Records provided:
»»

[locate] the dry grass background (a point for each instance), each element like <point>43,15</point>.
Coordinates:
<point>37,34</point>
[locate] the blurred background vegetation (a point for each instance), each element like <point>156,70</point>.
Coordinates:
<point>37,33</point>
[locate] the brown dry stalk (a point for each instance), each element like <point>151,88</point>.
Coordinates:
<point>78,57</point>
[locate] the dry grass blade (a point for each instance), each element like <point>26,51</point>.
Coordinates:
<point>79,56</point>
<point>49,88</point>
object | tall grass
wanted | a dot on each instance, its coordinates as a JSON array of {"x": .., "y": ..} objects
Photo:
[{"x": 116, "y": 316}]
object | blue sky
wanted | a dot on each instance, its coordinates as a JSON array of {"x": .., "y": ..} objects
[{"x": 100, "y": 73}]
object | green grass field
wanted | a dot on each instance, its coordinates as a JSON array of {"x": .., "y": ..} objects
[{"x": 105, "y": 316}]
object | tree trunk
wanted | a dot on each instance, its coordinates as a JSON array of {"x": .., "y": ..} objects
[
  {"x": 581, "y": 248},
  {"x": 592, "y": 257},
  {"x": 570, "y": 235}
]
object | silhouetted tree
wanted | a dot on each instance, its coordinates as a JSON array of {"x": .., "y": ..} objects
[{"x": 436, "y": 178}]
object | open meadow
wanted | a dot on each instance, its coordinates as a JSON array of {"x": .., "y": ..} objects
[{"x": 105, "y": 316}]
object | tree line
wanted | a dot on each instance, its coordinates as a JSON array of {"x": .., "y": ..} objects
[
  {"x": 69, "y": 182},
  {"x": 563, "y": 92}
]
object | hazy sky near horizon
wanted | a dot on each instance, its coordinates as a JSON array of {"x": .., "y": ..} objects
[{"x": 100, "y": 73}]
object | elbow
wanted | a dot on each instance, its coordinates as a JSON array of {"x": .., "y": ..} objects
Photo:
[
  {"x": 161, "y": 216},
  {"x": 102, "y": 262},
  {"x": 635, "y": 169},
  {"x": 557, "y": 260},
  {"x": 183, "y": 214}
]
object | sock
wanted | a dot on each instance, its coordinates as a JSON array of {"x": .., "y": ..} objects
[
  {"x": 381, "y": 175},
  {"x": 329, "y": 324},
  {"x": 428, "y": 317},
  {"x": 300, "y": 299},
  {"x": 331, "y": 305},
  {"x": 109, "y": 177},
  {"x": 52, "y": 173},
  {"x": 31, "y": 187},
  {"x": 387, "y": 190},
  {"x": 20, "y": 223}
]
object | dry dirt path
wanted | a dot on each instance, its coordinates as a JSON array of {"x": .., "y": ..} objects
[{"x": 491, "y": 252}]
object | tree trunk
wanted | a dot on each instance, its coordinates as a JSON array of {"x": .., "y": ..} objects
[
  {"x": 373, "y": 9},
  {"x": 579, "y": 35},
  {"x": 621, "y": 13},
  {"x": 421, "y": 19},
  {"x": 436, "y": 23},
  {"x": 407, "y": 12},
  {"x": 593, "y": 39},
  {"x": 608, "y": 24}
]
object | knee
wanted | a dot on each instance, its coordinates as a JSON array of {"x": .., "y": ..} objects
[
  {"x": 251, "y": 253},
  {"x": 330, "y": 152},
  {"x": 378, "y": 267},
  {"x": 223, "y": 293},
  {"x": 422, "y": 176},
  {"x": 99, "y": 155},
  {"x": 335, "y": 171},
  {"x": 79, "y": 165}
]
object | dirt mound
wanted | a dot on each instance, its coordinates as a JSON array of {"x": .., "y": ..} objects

««

For the records above, restate every line word for word.

[locate] the dry grass background (a point for each instance), each element like <point>43,15</point>.
Coordinates:
<point>37,34</point>
[locate] the blurred background vegetation (a point for each instance), each element like <point>156,70</point>.
Coordinates:
<point>37,33</point>
[locate] the brown dry stalk (a point for each instance), each element like <point>151,88</point>.
Coordinates:
<point>78,57</point>
[locate] the dry grass blade (a point for each instance), each element like <point>26,51</point>.
Coordinates:
<point>79,56</point>
<point>49,88</point>
object | tall grass
wanted | a dot on each instance, its coordinates as a JSON array of {"x": .., "y": ..} objects
Photo:
[{"x": 116, "y": 316}]
object | blue sky
wanted | a dot on each instance, its coordinates as a JSON array of {"x": .., "y": ..} objects
[{"x": 100, "y": 73}]
object | green grass field
wanted | a dot on each instance, its coordinates as a JSON array of {"x": .., "y": ..} objects
[{"x": 105, "y": 316}]
object | tree trunk
wanted | a dot on each instance, its coordinates as a JSON array of {"x": .., "y": ..} objects
[
  {"x": 581, "y": 248},
  {"x": 592, "y": 257},
  {"x": 570, "y": 235}
]
object | silhouetted tree
wanted | a dot on each instance, its coordinates as a JSON array of {"x": .., "y": ..} objects
[{"x": 436, "y": 178}]
object | open meadow
wanted | a dot on each instance, its coordinates as a JSON array of {"x": .., "y": ..} objects
[{"x": 105, "y": 316}]
object | tree line
wanted | a dot on each instance, its coordinates as a JSON array of {"x": .., "y": ..} objects
[
  {"x": 69, "y": 182},
  {"x": 563, "y": 92}
]
object | hazy sky near horizon
wanted | a dot on each instance, its coordinates as a JSON array of {"x": .., "y": ..} objects
[{"x": 100, "y": 73}]
object | elbow
wanted | a dot on each instance, its coordinates as a JSON array of {"x": .., "y": ..} objects
Photo:
[
  {"x": 161, "y": 216},
  {"x": 102, "y": 262},
  {"x": 635, "y": 169},
  {"x": 557, "y": 260},
  {"x": 183, "y": 214}
]
object | sock
wanted | a dot on each instance, its coordinates as a JSON array of {"x": .., "y": ..} objects
[
  {"x": 381, "y": 175},
  {"x": 329, "y": 324},
  {"x": 428, "y": 317},
  {"x": 300, "y": 299},
  {"x": 331, "y": 305},
  {"x": 109, "y": 177},
  {"x": 52, "y": 173},
  {"x": 31, "y": 187},
  {"x": 387, "y": 190},
  {"x": 20, "y": 223}
]
object | dry dirt path
wanted | a dot on each instance, its coordinates as a JSON array of {"x": .., "y": ..} objects
[{"x": 491, "y": 252}]
object | tree trunk
wanted | a dot on each instance, its coordinates as a JSON array of {"x": .., "y": ..} objects
[
  {"x": 373, "y": 9},
  {"x": 579, "y": 35},
  {"x": 621, "y": 13},
  {"x": 421, "y": 19},
  {"x": 436, "y": 23},
  {"x": 407, "y": 12},
  {"x": 593, "y": 39},
  {"x": 608, "y": 24}
]
object | knee
wanted | a dot on each instance, its coordinates as a JSON array of {"x": .., "y": ..} objects
[
  {"x": 251, "y": 253},
  {"x": 330, "y": 152},
  {"x": 378, "y": 267},
  {"x": 223, "y": 293},
  {"x": 422, "y": 176},
  {"x": 99, "y": 155},
  {"x": 335, "y": 171},
  {"x": 79, "y": 165}
]
object | dirt mound
wanted | a dot on each instance, its coordinates as a JSON array of {"x": .., "y": ..} objects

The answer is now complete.